Among the lines below, a stretch begins at the one with "# annotate each instance of the snowmobile windshield" and ends at the one with "# annotate each instance of the white". Repeat that stretch exactly, ends included.
--- START ---
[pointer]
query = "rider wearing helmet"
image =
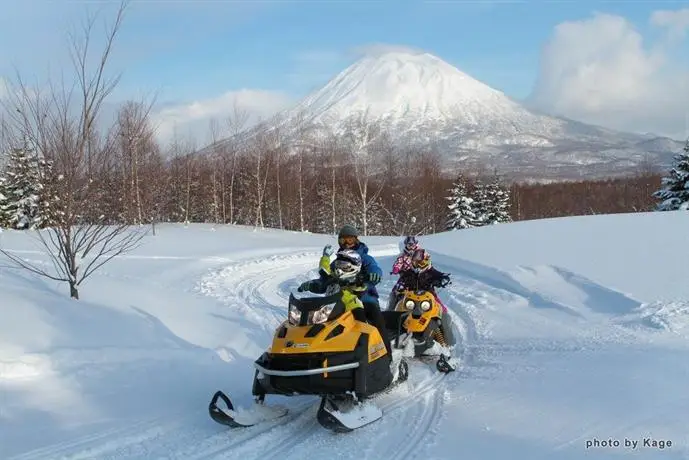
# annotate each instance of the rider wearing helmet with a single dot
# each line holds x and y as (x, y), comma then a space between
(369, 274)
(402, 263)
(423, 276)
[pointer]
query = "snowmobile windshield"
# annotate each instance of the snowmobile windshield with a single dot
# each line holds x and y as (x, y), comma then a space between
(347, 241)
(314, 310)
(345, 269)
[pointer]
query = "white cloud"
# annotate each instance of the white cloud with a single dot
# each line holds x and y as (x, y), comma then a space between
(676, 21)
(4, 88)
(376, 49)
(193, 119)
(600, 71)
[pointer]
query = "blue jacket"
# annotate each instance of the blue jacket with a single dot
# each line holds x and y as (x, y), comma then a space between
(368, 265)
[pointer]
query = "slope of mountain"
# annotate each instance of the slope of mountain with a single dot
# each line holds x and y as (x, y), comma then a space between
(421, 99)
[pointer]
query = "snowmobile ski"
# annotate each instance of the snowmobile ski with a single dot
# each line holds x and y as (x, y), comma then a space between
(242, 418)
(444, 366)
(346, 416)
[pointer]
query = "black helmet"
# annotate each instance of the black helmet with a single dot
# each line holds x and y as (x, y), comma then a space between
(348, 230)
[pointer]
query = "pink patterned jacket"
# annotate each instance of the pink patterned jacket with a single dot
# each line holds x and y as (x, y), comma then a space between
(402, 263)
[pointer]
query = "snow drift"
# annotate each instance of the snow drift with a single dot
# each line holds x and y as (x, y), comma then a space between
(573, 335)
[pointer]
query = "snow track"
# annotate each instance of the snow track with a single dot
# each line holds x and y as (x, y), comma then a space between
(256, 291)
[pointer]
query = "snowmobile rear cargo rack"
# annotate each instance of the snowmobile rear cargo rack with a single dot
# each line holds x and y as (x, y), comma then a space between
(297, 373)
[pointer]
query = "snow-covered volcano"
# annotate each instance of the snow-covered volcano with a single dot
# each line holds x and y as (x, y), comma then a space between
(421, 99)
(408, 87)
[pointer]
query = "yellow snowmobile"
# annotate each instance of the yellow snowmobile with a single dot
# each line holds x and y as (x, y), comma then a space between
(418, 317)
(324, 348)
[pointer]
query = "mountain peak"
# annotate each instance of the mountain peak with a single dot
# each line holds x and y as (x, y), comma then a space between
(401, 84)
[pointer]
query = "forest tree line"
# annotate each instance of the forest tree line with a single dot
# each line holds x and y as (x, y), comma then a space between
(310, 185)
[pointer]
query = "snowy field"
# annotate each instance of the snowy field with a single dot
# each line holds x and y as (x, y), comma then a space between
(575, 334)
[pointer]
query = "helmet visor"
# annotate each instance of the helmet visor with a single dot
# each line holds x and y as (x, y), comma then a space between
(345, 268)
(347, 241)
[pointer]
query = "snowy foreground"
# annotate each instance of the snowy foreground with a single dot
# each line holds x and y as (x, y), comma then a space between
(575, 334)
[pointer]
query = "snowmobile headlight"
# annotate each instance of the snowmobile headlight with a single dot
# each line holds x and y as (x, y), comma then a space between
(321, 315)
(293, 315)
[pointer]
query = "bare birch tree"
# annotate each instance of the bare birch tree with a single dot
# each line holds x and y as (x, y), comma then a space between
(236, 124)
(69, 138)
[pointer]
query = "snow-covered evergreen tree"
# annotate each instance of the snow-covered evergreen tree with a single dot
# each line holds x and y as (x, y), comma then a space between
(674, 194)
(23, 188)
(497, 203)
(461, 206)
(28, 203)
(481, 204)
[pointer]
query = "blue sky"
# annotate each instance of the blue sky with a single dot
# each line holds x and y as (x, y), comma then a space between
(198, 50)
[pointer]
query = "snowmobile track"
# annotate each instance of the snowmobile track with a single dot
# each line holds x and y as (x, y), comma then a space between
(425, 397)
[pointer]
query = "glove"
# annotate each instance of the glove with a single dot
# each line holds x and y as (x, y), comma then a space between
(305, 286)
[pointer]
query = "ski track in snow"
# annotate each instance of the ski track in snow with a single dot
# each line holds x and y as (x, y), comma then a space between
(258, 290)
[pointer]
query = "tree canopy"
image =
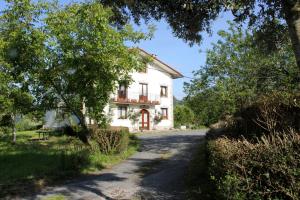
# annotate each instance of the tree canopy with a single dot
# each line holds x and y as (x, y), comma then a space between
(271, 19)
(65, 54)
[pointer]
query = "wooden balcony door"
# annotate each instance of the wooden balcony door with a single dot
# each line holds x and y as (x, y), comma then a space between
(122, 92)
(143, 92)
(144, 120)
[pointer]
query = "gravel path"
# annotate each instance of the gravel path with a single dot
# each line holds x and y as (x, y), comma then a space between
(155, 172)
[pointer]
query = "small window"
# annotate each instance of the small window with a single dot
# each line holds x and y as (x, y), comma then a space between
(143, 70)
(122, 112)
(122, 91)
(163, 91)
(164, 112)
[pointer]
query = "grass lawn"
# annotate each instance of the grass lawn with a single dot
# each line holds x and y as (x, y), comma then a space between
--- END ---
## RESPONSE
# annotate each instance of the snowmobile windshield with a single dot
# each line holds x and y as (x, y), comma then a space between
(347, 241)
(314, 310)
(345, 269)
[pointer]
query = "white cloud"
# annotate each instance of the white cloud with a single dot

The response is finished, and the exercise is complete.